What is needed: Every line of the entries that holds the word "foal" is to be copied.

Records provided:
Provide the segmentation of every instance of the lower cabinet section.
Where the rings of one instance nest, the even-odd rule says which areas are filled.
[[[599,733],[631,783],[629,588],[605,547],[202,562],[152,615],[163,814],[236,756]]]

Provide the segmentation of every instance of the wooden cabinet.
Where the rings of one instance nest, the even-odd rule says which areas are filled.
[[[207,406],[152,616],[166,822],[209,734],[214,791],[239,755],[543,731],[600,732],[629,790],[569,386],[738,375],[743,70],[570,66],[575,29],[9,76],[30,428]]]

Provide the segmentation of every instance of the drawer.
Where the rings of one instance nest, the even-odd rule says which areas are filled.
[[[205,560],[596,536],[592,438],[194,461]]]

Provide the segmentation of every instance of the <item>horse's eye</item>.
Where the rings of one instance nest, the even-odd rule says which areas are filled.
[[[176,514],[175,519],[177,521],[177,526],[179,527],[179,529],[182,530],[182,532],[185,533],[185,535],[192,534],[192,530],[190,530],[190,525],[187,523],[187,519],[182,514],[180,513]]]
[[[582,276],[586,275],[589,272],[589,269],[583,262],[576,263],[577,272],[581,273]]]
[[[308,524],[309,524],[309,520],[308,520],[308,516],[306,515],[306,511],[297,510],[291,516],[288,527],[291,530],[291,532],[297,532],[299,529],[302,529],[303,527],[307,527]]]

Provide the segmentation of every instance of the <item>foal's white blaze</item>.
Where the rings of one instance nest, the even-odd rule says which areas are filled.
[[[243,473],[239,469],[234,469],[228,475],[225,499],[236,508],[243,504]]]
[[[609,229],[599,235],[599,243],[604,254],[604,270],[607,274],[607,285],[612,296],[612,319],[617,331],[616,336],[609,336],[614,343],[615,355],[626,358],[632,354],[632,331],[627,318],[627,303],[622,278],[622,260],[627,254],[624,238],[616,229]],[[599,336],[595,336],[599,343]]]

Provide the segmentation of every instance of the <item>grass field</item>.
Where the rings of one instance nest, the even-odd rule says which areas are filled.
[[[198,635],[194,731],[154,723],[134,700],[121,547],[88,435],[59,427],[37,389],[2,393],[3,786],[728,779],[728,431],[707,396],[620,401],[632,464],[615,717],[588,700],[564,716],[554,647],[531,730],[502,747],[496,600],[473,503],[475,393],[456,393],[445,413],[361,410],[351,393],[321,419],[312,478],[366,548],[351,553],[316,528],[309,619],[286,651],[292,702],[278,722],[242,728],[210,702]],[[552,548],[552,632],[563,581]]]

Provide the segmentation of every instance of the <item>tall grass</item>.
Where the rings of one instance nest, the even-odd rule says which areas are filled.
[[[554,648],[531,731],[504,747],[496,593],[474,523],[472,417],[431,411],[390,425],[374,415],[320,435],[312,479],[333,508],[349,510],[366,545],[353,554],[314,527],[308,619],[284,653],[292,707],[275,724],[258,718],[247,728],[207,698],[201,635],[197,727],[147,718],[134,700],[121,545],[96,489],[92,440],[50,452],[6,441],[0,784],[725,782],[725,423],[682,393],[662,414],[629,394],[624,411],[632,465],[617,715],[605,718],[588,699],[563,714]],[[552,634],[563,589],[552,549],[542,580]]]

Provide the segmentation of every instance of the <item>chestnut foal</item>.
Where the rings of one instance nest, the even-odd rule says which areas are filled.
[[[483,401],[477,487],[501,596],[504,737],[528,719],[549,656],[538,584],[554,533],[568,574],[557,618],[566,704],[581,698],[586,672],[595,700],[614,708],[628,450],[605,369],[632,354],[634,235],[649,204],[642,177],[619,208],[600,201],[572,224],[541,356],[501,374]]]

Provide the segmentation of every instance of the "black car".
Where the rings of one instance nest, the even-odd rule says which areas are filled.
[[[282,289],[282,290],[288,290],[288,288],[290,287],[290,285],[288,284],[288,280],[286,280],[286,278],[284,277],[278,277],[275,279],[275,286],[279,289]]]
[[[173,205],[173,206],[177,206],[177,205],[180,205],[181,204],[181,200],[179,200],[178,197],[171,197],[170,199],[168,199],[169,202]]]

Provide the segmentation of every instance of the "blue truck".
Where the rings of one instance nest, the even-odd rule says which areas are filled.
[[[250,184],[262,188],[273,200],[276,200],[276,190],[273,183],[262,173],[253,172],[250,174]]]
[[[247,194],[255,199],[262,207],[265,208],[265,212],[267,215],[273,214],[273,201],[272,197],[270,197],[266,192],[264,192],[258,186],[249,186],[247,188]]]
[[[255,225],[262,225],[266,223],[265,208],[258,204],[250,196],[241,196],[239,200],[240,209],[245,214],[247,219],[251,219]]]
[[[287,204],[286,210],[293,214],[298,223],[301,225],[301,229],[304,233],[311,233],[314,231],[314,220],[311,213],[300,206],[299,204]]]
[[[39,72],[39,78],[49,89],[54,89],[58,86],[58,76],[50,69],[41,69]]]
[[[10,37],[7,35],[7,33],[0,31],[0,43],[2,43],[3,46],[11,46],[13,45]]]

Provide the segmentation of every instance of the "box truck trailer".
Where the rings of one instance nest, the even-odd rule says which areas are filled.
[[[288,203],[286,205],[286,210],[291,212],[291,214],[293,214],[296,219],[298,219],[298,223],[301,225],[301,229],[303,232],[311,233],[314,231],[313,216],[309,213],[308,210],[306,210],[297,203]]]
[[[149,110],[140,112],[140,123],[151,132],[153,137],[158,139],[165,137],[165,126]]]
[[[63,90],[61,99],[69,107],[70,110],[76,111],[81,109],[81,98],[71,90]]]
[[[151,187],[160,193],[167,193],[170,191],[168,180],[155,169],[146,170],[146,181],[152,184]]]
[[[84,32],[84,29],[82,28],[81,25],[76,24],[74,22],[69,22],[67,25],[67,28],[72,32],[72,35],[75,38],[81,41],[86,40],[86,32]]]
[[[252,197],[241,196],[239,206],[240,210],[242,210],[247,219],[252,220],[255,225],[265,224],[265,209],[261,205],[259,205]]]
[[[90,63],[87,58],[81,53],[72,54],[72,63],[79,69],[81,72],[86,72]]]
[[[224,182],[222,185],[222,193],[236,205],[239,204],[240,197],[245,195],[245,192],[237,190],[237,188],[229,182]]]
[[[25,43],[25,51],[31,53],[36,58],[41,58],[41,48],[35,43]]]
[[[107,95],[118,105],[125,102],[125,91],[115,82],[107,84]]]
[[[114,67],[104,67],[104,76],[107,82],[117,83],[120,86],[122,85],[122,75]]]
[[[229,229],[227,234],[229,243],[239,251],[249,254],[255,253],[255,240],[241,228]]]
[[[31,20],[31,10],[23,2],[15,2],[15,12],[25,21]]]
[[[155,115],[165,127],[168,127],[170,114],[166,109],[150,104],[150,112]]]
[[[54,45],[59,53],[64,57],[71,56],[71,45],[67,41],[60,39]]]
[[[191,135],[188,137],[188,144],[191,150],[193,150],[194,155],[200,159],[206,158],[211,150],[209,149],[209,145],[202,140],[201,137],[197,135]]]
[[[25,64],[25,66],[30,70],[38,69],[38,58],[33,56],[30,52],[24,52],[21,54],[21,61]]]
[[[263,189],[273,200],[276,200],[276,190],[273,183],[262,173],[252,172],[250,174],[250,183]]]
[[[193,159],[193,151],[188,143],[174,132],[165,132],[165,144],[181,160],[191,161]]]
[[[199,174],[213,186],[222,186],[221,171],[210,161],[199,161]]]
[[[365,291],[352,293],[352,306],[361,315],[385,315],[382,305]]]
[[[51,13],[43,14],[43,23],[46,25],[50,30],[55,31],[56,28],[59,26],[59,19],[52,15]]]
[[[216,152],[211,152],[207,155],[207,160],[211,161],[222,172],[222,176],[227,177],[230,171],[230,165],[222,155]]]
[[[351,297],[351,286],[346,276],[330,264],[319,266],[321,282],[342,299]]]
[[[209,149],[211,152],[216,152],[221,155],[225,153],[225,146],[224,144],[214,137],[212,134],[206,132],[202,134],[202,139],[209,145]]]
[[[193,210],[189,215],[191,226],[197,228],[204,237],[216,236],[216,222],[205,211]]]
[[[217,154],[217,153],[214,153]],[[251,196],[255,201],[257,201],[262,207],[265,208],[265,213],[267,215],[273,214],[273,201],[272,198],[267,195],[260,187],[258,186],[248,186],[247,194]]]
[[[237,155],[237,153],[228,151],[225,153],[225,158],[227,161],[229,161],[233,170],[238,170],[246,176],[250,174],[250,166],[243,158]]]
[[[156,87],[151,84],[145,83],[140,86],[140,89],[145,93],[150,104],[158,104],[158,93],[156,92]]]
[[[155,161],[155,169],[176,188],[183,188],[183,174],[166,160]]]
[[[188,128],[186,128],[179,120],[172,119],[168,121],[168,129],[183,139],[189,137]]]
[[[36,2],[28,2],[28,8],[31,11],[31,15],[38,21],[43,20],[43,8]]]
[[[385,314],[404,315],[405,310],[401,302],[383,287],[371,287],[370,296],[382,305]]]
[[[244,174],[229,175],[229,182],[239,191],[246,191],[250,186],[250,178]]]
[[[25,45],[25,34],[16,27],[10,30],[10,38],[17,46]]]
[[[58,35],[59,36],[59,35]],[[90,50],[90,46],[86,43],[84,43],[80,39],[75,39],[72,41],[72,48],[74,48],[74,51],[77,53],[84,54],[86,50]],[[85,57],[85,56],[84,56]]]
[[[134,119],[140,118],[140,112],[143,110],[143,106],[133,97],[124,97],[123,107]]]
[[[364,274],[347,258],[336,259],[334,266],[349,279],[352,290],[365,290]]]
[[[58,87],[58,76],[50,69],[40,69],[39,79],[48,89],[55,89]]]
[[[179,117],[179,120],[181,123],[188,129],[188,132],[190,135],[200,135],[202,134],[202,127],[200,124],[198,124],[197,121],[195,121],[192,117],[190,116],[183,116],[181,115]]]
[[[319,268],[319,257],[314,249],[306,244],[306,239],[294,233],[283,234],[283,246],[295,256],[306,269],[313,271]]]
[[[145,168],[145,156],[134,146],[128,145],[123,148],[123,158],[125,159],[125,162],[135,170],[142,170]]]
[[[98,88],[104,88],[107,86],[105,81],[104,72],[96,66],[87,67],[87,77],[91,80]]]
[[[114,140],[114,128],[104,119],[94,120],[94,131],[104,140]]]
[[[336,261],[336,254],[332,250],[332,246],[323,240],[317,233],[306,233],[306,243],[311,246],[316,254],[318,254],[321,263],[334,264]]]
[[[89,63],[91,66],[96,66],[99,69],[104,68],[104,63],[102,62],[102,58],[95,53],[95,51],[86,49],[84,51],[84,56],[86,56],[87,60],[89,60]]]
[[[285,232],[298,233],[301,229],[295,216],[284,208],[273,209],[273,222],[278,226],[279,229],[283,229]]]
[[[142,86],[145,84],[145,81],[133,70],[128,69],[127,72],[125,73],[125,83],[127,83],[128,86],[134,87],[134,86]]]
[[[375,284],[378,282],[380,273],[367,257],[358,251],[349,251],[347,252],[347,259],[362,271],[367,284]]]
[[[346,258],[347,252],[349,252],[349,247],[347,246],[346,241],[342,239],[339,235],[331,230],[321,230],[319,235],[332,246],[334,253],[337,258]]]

Task response:
Provide the segmentation of every instance of the <item>foal's white blaze</item>.
Provide the segmentation of every instance of the <item>chestnut foal</item>.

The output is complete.